The scandal, which erupted nearly a year ago, led to the firing of Spanier and longtime head football coach Joe Paterno, who died in January. Curley and Schultz had been charged with some of the counts – perjury and failure to report allegations of abuse – previously; both pleaded not guilty at the time.
Sandusky, the 68-year-old former Penn State assistant football coach, was convicted in June of sexually abusing 10 boys and was sentenced to 30 to 60 years in prison in October.
Jurors determined that Sandusky, who retired from Penn State in 1999, used his access to university facilities and his foundation for underprivileged youths to abuse the boys sexually. During the trial, a 23-year-old man identified as Victim No. 4 testified that he was 13 when Sandusky sexually abused him in a university shower.
Less than a month after Sandusky's conviction, former FBI Director Louis Freeh released his university-funded report that said Paterno, Spanier, Curley and Schultz took part in a cover-up to avoid bad publicity.
Attorneys for Spanier blasted the review, calling it a "blundering, indefensible indictment" and "a flat-out distortion of facts" that was "infused with bias and innuendo."

#### [BRIEF 1]
List every line of the records that contains the string "wheel", treating uppercase and lowercase as different.
The passage on the Penn State scandal and the records that follow it are unrelated material.

#### [RECORD LIST]

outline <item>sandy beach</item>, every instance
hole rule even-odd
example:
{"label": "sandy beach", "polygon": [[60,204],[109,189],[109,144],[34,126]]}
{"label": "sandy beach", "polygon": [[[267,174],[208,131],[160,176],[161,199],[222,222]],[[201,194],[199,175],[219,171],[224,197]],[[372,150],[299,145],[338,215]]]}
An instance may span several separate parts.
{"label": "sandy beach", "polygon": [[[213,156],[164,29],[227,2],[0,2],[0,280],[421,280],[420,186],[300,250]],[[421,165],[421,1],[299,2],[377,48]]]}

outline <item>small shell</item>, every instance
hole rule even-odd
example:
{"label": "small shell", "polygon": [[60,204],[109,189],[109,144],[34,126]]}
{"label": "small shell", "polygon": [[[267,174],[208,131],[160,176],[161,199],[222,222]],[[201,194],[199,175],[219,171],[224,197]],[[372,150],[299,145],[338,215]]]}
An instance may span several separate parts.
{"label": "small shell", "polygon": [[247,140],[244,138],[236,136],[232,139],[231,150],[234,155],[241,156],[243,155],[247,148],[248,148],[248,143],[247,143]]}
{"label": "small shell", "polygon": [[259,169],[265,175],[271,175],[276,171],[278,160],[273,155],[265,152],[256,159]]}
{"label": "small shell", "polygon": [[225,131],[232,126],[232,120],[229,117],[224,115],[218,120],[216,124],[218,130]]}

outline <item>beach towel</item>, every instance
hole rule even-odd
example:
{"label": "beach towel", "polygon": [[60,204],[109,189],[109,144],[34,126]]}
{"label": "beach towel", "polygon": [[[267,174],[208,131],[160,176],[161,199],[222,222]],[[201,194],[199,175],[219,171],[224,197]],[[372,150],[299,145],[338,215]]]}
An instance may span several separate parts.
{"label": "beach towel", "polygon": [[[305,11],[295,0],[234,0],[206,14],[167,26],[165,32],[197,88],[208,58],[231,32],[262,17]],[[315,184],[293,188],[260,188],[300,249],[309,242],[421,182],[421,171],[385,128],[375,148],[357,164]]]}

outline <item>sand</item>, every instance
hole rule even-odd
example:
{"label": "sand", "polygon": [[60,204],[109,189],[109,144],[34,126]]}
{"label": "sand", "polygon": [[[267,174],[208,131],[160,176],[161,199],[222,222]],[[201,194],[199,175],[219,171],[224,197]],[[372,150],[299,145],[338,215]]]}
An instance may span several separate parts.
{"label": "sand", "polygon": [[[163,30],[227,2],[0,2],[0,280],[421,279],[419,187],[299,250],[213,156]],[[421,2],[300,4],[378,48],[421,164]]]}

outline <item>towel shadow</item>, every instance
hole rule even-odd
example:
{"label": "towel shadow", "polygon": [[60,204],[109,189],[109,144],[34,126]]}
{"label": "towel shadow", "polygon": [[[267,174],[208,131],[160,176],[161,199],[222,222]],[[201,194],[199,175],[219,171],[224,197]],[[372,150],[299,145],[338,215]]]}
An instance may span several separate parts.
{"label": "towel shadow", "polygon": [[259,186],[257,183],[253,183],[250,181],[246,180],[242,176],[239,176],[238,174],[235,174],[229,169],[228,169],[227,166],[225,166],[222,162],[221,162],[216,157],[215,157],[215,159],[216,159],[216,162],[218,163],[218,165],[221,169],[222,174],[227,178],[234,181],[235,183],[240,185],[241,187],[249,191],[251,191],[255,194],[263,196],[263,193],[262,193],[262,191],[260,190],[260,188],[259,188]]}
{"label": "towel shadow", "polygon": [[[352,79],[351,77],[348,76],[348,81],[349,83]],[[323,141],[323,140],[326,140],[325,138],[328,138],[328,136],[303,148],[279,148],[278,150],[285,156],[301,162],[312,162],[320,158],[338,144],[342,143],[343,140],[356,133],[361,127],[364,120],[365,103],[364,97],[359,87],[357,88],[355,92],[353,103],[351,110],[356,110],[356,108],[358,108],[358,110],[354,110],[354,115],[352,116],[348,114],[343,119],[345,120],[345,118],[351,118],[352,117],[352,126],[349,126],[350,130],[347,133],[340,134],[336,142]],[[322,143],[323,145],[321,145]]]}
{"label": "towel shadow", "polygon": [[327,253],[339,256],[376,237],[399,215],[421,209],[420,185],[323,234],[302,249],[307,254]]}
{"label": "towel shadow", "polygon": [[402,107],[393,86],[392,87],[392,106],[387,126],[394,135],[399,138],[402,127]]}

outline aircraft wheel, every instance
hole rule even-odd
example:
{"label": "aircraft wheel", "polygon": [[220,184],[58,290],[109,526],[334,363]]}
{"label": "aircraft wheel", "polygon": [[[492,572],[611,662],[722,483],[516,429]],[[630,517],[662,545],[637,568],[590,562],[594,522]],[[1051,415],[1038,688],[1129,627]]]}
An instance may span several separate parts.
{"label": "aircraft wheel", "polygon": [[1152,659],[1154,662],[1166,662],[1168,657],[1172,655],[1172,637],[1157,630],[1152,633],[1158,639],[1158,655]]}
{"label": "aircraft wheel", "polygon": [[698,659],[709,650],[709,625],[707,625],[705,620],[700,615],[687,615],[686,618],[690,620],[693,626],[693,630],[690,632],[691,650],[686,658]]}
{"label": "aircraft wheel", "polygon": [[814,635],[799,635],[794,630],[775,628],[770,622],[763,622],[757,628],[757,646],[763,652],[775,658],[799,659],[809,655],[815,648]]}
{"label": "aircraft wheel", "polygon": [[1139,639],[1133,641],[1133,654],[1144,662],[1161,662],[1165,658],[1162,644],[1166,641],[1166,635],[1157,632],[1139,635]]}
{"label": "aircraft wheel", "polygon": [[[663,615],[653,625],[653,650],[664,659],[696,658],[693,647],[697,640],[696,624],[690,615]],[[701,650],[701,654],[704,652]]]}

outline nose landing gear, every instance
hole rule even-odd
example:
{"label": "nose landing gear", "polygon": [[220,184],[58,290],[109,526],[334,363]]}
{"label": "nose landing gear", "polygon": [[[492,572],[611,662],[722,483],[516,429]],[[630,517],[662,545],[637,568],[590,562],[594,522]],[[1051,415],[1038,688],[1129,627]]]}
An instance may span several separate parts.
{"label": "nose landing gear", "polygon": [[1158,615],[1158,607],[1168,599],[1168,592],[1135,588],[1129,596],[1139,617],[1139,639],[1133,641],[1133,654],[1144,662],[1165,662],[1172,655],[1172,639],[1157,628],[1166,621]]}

#### [BRIEF 2]
Answer these from the passage on the Penn State scandal:
(a) How many boys was Sandusky convicted of sexually abusing?
(b) In what year did Sandusky retire from Penn State?
(c) Who released the university-funded report that described a cover-up?

#### [SOLUTION 1]
outline aircraft wheel, every instance
{"label": "aircraft wheel", "polygon": [[220,184],[58,290],[109,526],[334,363]]}
{"label": "aircraft wheel", "polygon": [[[492,572],[611,662],[722,483],[516,429]],[[630,517],[662,545],[637,568],[590,562],[594,522]],[[1051,415],[1038,688],[1129,627]]]}
{"label": "aircraft wheel", "polygon": [[1152,659],[1154,662],[1166,662],[1168,657],[1172,655],[1172,637],[1157,630],[1152,633],[1158,639],[1158,655]]}
{"label": "aircraft wheel", "polygon": [[698,659],[709,650],[709,625],[707,625],[705,620],[700,615],[687,615],[686,618],[690,620],[693,626],[693,630],[690,632],[691,650],[686,658]]}
{"label": "aircraft wheel", "polygon": [[814,635],[799,635],[794,630],[775,628],[770,622],[763,622],[757,628],[757,646],[763,652],[775,658],[799,659],[809,655],[815,648]]}
{"label": "aircraft wheel", "polygon": [[1139,639],[1133,641],[1133,654],[1144,662],[1161,662],[1165,658],[1162,644],[1166,641],[1166,635],[1157,632],[1139,635]]}
{"label": "aircraft wheel", "polygon": [[[663,615],[653,625],[653,650],[664,659],[696,658],[693,647],[697,640],[696,624],[690,615]],[[701,650],[701,654],[704,652]]]}

#### [SOLUTION 2]
(a) 10
(b) 1999
(c) Former FBI Director Louis Freeh